**Requirement**
Provide the number of lines in the records that hold the string "below", without any other words.

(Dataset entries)
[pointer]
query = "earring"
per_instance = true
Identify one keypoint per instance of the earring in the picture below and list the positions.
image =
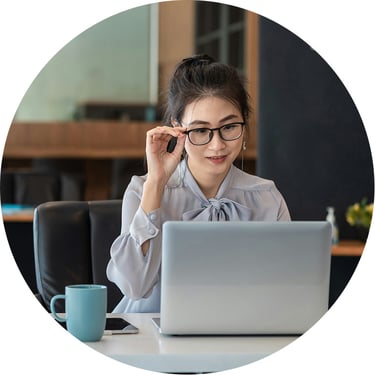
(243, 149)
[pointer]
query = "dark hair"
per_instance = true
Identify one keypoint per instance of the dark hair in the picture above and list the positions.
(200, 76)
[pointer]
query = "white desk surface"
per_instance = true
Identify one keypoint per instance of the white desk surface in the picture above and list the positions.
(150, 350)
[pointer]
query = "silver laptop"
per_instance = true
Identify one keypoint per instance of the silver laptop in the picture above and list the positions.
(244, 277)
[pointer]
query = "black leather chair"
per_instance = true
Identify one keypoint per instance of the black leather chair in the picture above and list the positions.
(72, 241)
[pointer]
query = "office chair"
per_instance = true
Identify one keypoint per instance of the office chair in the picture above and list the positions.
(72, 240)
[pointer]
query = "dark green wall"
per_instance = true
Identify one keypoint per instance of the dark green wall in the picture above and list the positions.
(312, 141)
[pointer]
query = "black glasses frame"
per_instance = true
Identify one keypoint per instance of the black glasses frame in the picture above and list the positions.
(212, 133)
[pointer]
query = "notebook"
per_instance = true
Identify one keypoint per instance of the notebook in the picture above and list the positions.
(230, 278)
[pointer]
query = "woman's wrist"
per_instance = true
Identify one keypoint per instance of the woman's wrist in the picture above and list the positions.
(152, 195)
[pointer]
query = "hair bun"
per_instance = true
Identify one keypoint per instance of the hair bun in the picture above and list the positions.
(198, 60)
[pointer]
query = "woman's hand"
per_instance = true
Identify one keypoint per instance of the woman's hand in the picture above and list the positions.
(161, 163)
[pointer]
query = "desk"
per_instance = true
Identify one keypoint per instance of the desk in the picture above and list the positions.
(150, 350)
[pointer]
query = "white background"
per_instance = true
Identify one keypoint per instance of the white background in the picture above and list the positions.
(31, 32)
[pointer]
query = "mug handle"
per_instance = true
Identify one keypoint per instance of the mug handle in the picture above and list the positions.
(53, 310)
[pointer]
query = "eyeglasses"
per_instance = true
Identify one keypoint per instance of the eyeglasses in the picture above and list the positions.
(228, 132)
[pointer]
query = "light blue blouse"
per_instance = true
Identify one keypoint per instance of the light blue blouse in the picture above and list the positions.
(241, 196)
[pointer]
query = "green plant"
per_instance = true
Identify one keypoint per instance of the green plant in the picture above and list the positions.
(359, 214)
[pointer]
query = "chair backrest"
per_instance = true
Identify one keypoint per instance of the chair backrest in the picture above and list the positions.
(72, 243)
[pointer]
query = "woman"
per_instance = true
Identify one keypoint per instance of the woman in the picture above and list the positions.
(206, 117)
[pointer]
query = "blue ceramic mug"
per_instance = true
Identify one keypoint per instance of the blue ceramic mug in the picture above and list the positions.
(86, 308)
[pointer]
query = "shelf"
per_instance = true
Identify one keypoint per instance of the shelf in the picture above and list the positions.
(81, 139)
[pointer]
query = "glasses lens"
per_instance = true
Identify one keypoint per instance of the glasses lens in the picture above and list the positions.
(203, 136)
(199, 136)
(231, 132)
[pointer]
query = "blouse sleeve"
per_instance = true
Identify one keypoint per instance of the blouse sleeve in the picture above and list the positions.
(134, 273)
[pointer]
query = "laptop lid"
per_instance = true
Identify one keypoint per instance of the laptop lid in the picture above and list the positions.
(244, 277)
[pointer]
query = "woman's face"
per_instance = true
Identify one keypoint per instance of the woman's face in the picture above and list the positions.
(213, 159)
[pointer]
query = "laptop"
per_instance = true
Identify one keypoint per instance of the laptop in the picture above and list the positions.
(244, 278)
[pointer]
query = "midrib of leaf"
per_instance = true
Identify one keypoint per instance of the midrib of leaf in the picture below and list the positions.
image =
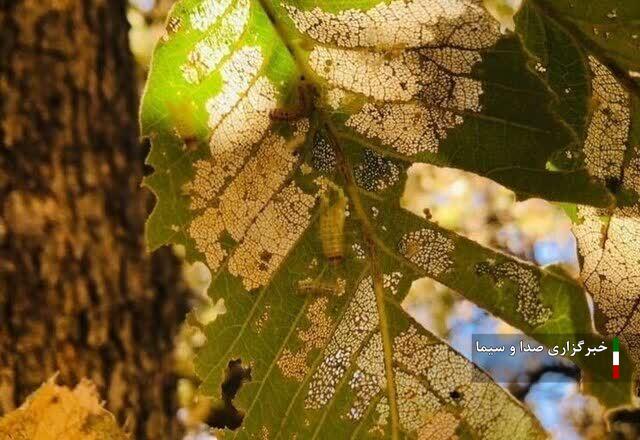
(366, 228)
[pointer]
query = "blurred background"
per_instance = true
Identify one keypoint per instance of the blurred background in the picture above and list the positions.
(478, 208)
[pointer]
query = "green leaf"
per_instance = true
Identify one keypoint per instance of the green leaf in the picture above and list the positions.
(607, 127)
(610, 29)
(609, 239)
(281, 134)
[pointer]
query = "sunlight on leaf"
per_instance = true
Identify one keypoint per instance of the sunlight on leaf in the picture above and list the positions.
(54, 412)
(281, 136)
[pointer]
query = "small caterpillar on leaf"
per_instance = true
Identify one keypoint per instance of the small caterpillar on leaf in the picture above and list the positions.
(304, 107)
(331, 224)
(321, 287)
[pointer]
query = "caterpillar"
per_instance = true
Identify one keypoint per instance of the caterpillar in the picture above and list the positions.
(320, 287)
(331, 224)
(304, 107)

--

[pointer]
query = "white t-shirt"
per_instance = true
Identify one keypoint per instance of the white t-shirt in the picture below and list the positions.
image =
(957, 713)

**Finished task**
3